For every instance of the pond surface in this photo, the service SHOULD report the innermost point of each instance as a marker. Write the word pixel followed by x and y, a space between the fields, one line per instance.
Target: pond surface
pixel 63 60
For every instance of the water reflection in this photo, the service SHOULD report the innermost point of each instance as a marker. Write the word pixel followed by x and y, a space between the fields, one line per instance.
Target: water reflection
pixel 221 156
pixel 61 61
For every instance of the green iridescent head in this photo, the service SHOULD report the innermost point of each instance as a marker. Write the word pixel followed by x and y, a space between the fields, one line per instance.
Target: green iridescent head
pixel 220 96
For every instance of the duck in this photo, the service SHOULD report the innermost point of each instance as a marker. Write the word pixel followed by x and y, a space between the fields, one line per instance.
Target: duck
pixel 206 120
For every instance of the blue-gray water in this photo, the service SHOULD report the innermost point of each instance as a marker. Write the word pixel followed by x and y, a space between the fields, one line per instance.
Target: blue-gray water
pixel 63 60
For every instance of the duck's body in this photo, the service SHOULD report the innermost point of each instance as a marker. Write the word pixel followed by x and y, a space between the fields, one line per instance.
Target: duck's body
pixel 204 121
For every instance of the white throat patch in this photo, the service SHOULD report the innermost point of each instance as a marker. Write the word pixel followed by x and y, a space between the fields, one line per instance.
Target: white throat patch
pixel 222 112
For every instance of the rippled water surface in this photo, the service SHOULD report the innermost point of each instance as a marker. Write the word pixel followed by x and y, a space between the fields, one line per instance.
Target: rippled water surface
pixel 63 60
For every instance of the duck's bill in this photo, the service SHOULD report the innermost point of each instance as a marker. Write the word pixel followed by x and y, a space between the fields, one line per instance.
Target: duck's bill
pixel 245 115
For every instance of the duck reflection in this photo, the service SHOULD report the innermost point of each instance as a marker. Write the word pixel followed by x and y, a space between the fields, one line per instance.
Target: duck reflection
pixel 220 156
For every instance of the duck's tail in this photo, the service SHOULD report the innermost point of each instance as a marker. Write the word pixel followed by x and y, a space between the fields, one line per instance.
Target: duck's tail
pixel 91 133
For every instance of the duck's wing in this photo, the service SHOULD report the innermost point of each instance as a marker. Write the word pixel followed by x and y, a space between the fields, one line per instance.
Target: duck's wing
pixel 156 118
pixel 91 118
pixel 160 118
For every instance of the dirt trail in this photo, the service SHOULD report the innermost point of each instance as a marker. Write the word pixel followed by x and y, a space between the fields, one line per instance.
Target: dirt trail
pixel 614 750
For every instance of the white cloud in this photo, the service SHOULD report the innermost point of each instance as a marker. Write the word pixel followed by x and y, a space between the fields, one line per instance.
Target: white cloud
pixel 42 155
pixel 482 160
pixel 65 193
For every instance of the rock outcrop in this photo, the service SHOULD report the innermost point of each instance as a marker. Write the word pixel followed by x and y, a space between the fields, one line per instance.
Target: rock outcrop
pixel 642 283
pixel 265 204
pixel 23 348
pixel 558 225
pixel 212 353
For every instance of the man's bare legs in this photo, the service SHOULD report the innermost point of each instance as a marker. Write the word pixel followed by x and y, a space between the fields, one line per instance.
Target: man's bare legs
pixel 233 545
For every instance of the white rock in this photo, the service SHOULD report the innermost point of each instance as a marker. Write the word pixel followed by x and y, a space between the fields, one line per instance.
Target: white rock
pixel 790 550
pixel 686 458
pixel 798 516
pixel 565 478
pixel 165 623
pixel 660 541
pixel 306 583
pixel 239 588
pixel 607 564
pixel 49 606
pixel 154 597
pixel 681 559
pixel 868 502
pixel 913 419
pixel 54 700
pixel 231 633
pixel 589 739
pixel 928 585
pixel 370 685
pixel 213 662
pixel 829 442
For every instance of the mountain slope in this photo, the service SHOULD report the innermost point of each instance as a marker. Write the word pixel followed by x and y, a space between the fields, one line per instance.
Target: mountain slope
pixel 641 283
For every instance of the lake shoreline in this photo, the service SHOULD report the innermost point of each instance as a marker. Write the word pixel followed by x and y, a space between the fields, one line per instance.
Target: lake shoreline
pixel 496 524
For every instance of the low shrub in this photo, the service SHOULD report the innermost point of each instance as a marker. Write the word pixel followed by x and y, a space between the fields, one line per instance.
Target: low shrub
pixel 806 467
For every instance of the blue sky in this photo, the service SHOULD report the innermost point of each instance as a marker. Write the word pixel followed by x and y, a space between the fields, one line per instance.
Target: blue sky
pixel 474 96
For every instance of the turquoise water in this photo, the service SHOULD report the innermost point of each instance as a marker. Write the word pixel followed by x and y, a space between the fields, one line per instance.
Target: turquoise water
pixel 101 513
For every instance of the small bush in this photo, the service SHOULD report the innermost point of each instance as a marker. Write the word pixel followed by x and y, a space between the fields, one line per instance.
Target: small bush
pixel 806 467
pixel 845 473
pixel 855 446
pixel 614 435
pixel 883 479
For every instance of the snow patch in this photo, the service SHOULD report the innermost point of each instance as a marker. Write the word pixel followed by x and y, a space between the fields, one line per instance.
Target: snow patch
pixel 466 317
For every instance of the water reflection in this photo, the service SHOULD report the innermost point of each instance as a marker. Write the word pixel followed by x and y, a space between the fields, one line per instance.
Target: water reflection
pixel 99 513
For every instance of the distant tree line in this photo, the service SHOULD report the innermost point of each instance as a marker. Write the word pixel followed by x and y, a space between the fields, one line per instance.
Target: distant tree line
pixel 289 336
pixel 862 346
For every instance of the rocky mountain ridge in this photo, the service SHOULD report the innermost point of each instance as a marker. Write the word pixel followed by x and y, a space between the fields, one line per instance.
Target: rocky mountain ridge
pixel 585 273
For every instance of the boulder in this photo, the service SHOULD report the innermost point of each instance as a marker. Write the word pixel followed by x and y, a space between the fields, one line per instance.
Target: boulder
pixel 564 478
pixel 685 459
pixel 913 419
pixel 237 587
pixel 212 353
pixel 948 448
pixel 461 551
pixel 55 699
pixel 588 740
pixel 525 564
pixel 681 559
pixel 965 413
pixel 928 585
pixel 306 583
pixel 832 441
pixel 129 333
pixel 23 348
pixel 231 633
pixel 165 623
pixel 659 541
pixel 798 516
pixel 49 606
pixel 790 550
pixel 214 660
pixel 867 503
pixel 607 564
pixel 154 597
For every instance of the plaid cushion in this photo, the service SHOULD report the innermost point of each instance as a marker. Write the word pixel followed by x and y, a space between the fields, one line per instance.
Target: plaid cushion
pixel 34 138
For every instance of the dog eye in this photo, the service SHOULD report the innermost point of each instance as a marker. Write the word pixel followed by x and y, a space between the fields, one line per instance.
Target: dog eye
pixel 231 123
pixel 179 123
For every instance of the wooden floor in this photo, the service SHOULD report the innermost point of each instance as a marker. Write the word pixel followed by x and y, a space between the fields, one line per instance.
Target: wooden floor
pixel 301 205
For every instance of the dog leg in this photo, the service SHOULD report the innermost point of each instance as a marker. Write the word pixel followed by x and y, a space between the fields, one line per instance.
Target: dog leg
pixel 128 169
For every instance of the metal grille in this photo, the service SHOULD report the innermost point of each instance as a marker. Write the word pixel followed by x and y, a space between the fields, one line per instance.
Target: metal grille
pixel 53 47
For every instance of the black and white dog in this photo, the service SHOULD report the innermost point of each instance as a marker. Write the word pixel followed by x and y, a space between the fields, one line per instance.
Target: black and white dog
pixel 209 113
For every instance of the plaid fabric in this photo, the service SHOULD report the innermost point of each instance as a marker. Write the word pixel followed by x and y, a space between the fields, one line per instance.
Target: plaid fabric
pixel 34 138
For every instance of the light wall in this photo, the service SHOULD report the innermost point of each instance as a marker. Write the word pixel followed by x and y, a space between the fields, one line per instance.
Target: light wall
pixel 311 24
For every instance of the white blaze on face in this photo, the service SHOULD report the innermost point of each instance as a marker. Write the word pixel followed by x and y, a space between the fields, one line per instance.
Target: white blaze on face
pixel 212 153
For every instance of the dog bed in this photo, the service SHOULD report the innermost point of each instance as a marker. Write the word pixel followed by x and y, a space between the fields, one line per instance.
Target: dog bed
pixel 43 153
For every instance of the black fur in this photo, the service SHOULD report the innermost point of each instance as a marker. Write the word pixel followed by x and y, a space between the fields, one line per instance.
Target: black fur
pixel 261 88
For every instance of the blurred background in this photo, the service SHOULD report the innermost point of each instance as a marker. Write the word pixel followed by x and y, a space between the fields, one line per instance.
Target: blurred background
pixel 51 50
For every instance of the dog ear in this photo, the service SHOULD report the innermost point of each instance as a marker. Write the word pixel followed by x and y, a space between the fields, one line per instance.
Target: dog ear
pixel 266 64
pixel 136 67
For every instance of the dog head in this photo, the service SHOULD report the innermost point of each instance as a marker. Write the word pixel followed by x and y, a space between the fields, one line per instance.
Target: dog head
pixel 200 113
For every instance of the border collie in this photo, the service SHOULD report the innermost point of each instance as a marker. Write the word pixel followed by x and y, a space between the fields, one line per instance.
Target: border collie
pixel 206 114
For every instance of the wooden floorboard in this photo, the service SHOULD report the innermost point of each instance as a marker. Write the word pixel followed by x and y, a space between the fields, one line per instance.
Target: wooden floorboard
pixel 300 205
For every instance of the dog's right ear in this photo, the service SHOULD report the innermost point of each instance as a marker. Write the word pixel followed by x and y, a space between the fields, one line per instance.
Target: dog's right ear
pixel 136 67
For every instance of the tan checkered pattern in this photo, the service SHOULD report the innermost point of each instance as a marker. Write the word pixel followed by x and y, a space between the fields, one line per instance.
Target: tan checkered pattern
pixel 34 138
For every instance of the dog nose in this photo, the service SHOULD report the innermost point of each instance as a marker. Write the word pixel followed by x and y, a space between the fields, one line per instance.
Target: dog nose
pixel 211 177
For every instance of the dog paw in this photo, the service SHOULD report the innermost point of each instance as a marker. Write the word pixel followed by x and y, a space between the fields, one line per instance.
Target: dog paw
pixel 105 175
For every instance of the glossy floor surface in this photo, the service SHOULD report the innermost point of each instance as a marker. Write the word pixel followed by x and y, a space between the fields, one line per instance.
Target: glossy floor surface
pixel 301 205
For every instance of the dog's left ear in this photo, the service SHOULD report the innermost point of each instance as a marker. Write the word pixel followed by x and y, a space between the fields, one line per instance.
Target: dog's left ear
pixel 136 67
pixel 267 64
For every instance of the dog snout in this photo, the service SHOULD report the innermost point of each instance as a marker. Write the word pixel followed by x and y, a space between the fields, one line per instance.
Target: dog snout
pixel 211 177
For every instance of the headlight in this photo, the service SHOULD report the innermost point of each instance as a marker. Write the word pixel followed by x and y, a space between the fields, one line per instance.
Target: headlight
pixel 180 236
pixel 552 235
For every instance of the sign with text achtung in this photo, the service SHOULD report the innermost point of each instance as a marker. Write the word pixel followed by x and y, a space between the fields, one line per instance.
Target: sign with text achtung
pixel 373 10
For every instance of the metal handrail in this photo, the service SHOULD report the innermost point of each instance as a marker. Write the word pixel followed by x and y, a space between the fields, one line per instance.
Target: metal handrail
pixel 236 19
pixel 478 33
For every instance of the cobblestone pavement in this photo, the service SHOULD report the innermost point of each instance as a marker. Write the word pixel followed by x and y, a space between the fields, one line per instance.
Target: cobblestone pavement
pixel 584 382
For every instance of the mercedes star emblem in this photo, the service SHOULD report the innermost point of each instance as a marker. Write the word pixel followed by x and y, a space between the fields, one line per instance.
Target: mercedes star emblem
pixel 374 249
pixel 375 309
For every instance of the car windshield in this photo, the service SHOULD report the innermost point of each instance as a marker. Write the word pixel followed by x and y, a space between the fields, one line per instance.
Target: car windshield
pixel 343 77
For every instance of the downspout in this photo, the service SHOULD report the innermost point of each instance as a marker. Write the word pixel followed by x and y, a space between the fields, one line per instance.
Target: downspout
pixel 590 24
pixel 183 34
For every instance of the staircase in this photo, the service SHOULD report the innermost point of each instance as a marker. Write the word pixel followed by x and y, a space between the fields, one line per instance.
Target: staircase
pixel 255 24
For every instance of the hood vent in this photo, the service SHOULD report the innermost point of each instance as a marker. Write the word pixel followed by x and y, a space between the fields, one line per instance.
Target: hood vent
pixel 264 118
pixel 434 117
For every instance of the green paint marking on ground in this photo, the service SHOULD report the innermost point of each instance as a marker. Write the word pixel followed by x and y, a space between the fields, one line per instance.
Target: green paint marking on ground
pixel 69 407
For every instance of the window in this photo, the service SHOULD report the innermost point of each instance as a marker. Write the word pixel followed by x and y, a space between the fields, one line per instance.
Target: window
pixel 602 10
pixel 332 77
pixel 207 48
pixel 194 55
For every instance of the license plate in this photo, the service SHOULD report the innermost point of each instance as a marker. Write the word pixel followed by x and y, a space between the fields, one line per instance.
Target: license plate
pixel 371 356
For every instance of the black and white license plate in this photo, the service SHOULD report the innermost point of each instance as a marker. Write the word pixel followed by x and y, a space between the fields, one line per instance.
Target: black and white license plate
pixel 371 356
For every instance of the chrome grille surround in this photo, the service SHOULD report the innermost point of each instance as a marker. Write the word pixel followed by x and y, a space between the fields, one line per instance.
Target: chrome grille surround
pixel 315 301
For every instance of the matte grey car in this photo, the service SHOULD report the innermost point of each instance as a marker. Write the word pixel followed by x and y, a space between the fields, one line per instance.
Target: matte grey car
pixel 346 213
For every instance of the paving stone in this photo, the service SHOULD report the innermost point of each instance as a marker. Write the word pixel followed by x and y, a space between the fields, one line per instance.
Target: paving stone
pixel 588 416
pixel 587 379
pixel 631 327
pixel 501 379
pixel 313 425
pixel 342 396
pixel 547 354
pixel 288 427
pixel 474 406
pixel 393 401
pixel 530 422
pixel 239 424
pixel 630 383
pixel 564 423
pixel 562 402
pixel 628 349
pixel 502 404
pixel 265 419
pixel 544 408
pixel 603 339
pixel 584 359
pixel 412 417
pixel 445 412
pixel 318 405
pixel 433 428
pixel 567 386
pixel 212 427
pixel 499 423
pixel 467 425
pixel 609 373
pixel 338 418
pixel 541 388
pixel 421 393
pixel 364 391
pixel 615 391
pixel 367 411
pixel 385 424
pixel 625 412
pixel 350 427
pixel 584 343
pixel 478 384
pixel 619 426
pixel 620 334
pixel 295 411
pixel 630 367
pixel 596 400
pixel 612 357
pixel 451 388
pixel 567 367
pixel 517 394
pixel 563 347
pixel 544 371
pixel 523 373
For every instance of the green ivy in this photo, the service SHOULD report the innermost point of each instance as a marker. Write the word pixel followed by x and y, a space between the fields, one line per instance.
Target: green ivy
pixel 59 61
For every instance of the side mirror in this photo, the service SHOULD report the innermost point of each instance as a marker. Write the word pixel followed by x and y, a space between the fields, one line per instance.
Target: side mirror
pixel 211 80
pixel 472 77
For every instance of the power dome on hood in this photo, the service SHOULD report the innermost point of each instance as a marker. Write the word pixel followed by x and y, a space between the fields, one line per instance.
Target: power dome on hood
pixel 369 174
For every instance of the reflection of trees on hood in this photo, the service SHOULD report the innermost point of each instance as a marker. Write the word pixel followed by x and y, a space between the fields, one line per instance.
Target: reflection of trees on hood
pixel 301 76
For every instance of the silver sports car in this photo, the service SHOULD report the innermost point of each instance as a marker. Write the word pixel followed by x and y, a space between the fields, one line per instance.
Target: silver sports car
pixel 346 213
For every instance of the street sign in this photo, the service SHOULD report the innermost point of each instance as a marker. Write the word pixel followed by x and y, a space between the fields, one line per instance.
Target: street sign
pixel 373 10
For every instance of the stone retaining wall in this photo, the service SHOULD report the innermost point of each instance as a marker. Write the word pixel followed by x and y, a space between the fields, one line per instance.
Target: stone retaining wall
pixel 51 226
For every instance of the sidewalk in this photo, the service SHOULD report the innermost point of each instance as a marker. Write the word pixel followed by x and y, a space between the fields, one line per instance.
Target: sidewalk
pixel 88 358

***

What you have to do = Copy out everything from "For every instance of the black and white dog" down to "pixel 209 113", substituting "puppy" for "dog" and changing nothing else.

Task response =
For every instance of the black and white puppy in this photo, the service SHOULD report the innermost point of each instance as a marker. Write the word pixel followed by x and y, a space between the fields, one line per instance.
Target: black and white puppy
pixel 209 113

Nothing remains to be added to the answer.